Records supplied
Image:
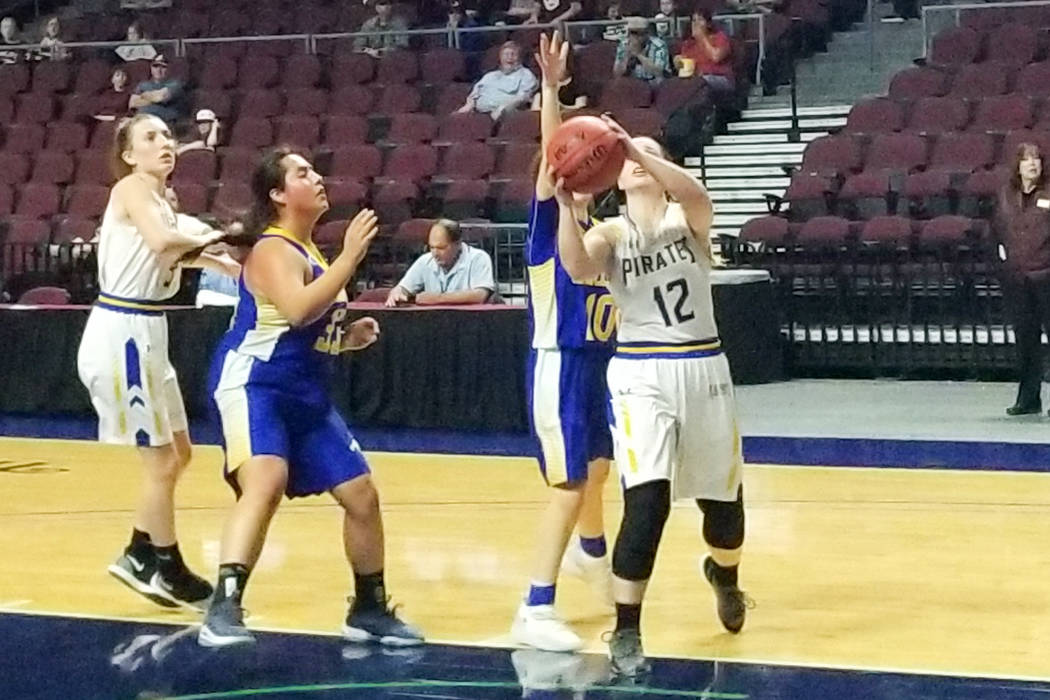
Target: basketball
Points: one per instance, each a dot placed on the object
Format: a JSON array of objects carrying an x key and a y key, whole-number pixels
[{"x": 587, "y": 153}]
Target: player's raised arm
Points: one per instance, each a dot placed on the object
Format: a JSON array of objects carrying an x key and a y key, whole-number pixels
[
  {"x": 552, "y": 59},
  {"x": 678, "y": 183},
  {"x": 583, "y": 255},
  {"x": 279, "y": 273}
]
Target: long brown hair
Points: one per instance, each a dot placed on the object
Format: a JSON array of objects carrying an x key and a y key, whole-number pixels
[
  {"x": 122, "y": 142},
  {"x": 1024, "y": 150},
  {"x": 269, "y": 175}
]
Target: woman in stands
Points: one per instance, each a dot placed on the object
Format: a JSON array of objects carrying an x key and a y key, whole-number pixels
[
  {"x": 1023, "y": 228},
  {"x": 123, "y": 356},
  {"x": 571, "y": 327},
  {"x": 673, "y": 412},
  {"x": 269, "y": 383}
]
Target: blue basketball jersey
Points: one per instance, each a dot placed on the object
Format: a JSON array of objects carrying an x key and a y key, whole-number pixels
[
  {"x": 285, "y": 356},
  {"x": 562, "y": 314}
]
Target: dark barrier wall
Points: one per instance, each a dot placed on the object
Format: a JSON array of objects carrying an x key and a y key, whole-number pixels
[{"x": 439, "y": 367}]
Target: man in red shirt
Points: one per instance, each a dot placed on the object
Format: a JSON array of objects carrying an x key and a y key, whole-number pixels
[{"x": 709, "y": 48}]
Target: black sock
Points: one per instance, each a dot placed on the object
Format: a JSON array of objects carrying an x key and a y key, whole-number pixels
[
  {"x": 140, "y": 547},
  {"x": 628, "y": 617},
  {"x": 169, "y": 560},
  {"x": 232, "y": 579},
  {"x": 370, "y": 592}
]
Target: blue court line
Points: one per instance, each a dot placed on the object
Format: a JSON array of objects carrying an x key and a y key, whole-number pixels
[
  {"x": 423, "y": 684},
  {"x": 760, "y": 449}
]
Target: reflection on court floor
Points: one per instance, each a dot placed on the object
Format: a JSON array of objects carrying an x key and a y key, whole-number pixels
[{"x": 868, "y": 584}]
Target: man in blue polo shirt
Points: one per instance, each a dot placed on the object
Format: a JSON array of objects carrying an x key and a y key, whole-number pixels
[{"x": 452, "y": 273}]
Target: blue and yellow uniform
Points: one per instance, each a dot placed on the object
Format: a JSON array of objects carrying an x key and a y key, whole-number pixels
[
  {"x": 572, "y": 329},
  {"x": 268, "y": 383}
]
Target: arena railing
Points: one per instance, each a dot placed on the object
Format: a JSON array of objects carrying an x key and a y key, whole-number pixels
[
  {"x": 736, "y": 25},
  {"x": 912, "y": 309},
  {"x": 937, "y": 18}
]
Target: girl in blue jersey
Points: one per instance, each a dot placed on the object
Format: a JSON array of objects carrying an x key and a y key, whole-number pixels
[
  {"x": 571, "y": 327},
  {"x": 269, "y": 381}
]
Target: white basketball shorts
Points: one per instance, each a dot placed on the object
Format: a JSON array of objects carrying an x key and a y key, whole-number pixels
[
  {"x": 123, "y": 361},
  {"x": 675, "y": 419}
]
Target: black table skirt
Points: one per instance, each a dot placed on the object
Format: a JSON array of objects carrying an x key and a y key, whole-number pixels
[{"x": 433, "y": 368}]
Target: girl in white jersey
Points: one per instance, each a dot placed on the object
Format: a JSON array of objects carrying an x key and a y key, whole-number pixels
[
  {"x": 674, "y": 429},
  {"x": 123, "y": 356}
]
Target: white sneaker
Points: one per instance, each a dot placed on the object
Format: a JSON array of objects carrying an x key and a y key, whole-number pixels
[
  {"x": 594, "y": 571},
  {"x": 541, "y": 628}
]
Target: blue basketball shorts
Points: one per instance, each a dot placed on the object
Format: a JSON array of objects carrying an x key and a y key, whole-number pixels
[
  {"x": 568, "y": 406},
  {"x": 310, "y": 436}
]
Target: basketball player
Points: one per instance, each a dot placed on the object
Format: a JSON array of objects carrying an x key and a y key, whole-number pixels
[
  {"x": 269, "y": 383},
  {"x": 571, "y": 327},
  {"x": 123, "y": 356},
  {"x": 674, "y": 419}
]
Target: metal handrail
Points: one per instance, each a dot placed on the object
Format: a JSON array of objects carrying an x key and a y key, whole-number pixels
[
  {"x": 958, "y": 9},
  {"x": 310, "y": 40}
]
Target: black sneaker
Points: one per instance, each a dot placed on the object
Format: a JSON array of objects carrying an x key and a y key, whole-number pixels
[
  {"x": 183, "y": 589},
  {"x": 625, "y": 652},
  {"x": 137, "y": 574},
  {"x": 224, "y": 626},
  {"x": 379, "y": 624},
  {"x": 732, "y": 602}
]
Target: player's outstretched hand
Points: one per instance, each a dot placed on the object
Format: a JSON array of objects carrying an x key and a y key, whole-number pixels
[
  {"x": 359, "y": 233},
  {"x": 563, "y": 195},
  {"x": 552, "y": 59},
  {"x": 361, "y": 333}
]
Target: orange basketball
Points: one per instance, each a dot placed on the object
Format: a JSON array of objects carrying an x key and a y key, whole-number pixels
[{"x": 587, "y": 153}]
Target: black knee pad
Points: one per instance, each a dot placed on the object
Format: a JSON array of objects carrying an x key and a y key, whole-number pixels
[
  {"x": 646, "y": 508},
  {"x": 723, "y": 522}
]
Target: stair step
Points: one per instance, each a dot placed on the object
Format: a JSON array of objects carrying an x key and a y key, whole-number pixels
[
  {"x": 783, "y": 125},
  {"x": 752, "y": 208},
  {"x": 763, "y": 184},
  {"x": 778, "y": 112},
  {"x": 731, "y": 219},
  {"x": 746, "y": 160},
  {"x": 733, "y": 231},
  {"x": 743, "y": 171},
  {"x": 737, "y": 195},
  {"x": 726, "y": 140},
  {"x": 754, "y": 149}
]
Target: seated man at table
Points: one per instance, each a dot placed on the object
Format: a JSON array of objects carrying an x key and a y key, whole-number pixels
[{"x": 452, "y": 273}]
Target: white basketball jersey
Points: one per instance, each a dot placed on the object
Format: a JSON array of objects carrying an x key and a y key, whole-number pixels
[
  {"x": 127, "y": 268},
  {"x": 662, "y": 282}
]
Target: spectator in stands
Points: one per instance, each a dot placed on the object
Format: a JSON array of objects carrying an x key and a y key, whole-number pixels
[
  {"x": 161, "y": 96},
  {"x": 452, "y": 273},
  {"x": 641, "y": 55},
  {"x": 9, "y": 36},
  {"x": 139, "y": 48},
  {"x": 754, "y": 6},
  {"x": 206, "y": 133},
  {"x": 522, "y": 12},
  {"x": 112, "y": 103},
  {"x": 508, "y": 87},
  {"x": 462, "y": 18},
  {"x": 555, "y": 12},
  {"x": 384, "y": 20},
  {"x": 614, "y": 32},
  {"x": 51, "y": 46},
  {"x": 665, "y": 20},
  {"x": 707, "y": 54},
  {"x": 1023, "y": 228}
]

Task directions
Every entry must be reproduced exactly, with the images left out.

Worked answer
Image:
Target: basketball
Points: one per instance, each a dot placed on the object
Format: a JSON array of objects carrying an x key and a y key, whole-number pixels
[{"x": 587, "y": 153}]
Target: player's raised arm
Points: one per instance, each a dot placed on the object
Format: a JSON array of objects carrying an x key and a y key, whole-number pixels
[
  {"x": 552, "y": 59},
  {"x": 678, "y": 183},
  {"x": 583, "y": 255},
  {"x": 279, "y": 273}
]
Target: long brown hair
Points: one per instance, each a dot placed on the object
Format: a JSON array of objects carrying an x key and a y key, whole-number pixels
[
  {"x": 122, "y": 142},
  {"x": 1024, "y": 150},
  {"x": 269, "y": 175}
]
Target: woman in stands
Points: one per instance, each a dot placed on the object
Format: a JSON array of objects carrying an x key and a y key, whole-number pixels
[
  {"x": 1023, "y": 228},
  {"x": 123, "y": 356},
  {"x": 571, "y": 327},
  {"x": 673, "y": 412},
  {"x": 269, "y": 383}
]
Target: blue basketball jersey
Points: one per instance, each a dot placed on the object
Format: a JSON array of objects carrying an x key and a y key, whole-number pixels
[
  {"x": 285, "y": 356},
  {"x": 562, "y": 314}
]
Target: dark barrier wall
Points: one per instance, each a dot placed on the object
Format: a JSON array of objects carrying an x key and a y key, whole-number pixels
[{"x": 439, "y": 367}]
Target: man in red shirt
Points: one per instance, each a dot placed on the object
Format: a JSON array of objects carrying an x key and a y key, whole-number pixels
[{"x": 709, "y": 48}]
Target: black sock
Points: one per instance, each a dot placed on the object
Format: a JSON array of objects carrying an x key and a y key, whole-number pixels
[
  {"x": 140, "y": 547},
  {"x": 628, "y": 617},
  {"x": 169, "y": 560},
  {"x": 232, "y": 579},
  {"x": 370, "y": 592}
]
Target: blue court line
Points: one per instance, each a dot placed on the object
Format: a JSON array of objects carrying an x key and a y key, whole-number pixels
[
  {"x": 423, "y": 684},
  {"x": 760, "y": 449}
]
Target: reflection on court floor
Points: one per instance, each a dot placed on the object
Format: a JSON array of objects carrying an x key and a y key, whole-number pixels
[{"x": 868, "y": 584}]
Target: man in blue polo shirt
Points: one per instance, each a dot placed on the object
Format: a JSON array of objects carrying an x key and a y key, whole-number pixels
[{"x": 452, "y": 273}]
Target: blue and yellow uniform
Points: one per instance, each a dot placed on the object
Format: a JSON array of objects carrying an x key and a y key, whole-number pixels
[
  {"x": 572, "y": 329},
  {"x": 268, "y": 383}
]
Target: arena railing
Points: one per instance, each a dot placed on the object
Format: a JSON array of objects carrying an x key and a y key, whole-number pixels
[
  {"x": 736, "y": 25},
  {"x": 912, "y": 309},
  {"x": 937, "y": 18}
]
Target: girl in blue jersey
Points: one per instance, each a dot placed on the object
Format: a JSON array of objects carrying an x key and a y key, whole-number pixels
[
  {"x": 571, "y": 327},
  {"x": 269, "y": 381}
]
Target: white basketball shorts
Points: one per instance, each a dot placed on the object
Format: a JSON array of objects carrying an x key and a y key, whole-number pixels
[
  {"x": 123, "y": 361},
  {"x": 675, "y": 419}
]
Target: black table skirt
Points: one per instance, each a dot placed on the object
Format: a JSON array of objects carrying an x key and a y key, whole-number pixels
[{"x": 433, "y": 368}]
Target: girl in white jersey
Points: one per instance, each a dot placed on the object
Format: a JSON array of objects carrying an x key and a y key, whole-number pixels
[
  {"x": 674, "y": 429},
  {"x": 123, "y": 356}
]
Target: white sneaker
Points: one per instance, each a dot placed on the object
Format: a JSON array of objects carrying an x key and a y key, whole-number pixels
[
  {"x": 594, "y": 571},
  {"x": 541, "y": 628}
]
Target: blue basketball shorts
Points: one per instance, each a dot placed on the object
Format: a JSON array of objects carrying an x key and a y key, whole-number pixels
[
  {"x": 568, "y": 406},
  {"x": 310, "y": 436}
]
Target: basketball player
Points: one per instance, each a dot placed on the object
Format: a JSON array of objects carrying an x key and a y key, whole-number pixels
[
  {"x": 269, "y": 383},
  {"x": 571, "y": 327},
  {"x": 123, "y": 356},
  {"x": 674, "y": 419}
]
Target: metal handrail
Points: one per instance, each a dot placed on the object
Format: a JSON array of objects carrying an x key and a y key, whole-number pixels
[
  {"x": 958, "y": 9},
  {"x": 310, "y": 40}
]
Target: black sneaker
Points: one per instance, each a dot placed on the object
Format: a JSON array of objects carrying an x key and a y key, whole-number pixels
[
  {"x": 183, "y": 589},
  {"x": 625, "y": 652},
  {"x": 137, "y": 574},
  {"x": 224, "y": 626},
  {"x": 379, "y": 624},
  {"x": 732, "y": 602}
]
Target: player's outstretched hand
Points: one per instance, each a dot placed on the object
Format: a JSON array of objects carrying an x key and a y key, whole-number pixels
[
  {"x": 359, "y": 233},
  {"x": 563, "y": 195},
  {"x": 552, "y": 59},
  {"x": 361, "y": 333}
]
Target: orange basketball
Points: one per instance, each a dot placed on the object
Format: a JSON array of objects carrying an x key and a y key, whole-number pixels
[{"x": 587, "y": 153}]
Target: black knee pad
Points: one per instance, each a dot placed on the object
Format: a JSON array of objects carrying an x key and a y key, whole-number pixels
[
  {"x": 646, "y": 508},
  {"x": 723, "y": 522}
]
Target: stair step
Points: one per instance, each a dot placed on the object
Format: a JSON array of objects carrying an x key and a y key, whole-number pixels
[
  {"x": 783, "y": 125},
  {"x": 752, "y": 208},
  {"x": 763, "y": 184},
  {"x": 778, "y": 112},
  {"x": 731, "y": 219},
  {"x": 746, "y": 160},
  {"x": 733, "y": 231},
  {"x": 743, "y": 171},
  {"x": 737, "y": 195},
  {"x": 726, "y": 140},
  {"x": 754, "y": 149}
]
Target: seated man at table
Points: one per instance, each a dot placed on the object
Format: a JSON array of objects carrying an x key and a y key, whole-number pixels
[{"x": 452, "y": 273}]
Target: white basketball jersey
Points: one per instance, each a dot placed on the object
Format: a JSON array of objects carrying an x key and a y key, whole-number pixels
[
  {"x": 127, "y": 268},
  {"x": 662, "y": 282}
]
Target: spectator in stands
Points: one per instance, each a dot placed on the object
Format: a JSON array of objects carrying an x key and a y key, whole-number pixels
[
  {"x": 161, "y": 96},
  {"x": 452, "y": 273},
  {"x": 641, "y": 55},
  {"x": 9, "y": 36},
  {"x": 139, "y": 48},
  {"x": 754, "y": 6},
  {"x": 206, "y": 133},
  {"x": 522, "y": 12},
  {"x": 112, "y": 103},
  {"x": 508, "y": 87},
  {"x": 462, "y": 18},
  {"x": 555, "y": 12},
  {"x": 384, "y": 20},
  {"x": 614, "y": 32},
  {"x": 51, "y": 46},
  {"x": 665, "y": 20},
  {"x": 707, "y": 54},
  {"x": 1023, "y": 228}
]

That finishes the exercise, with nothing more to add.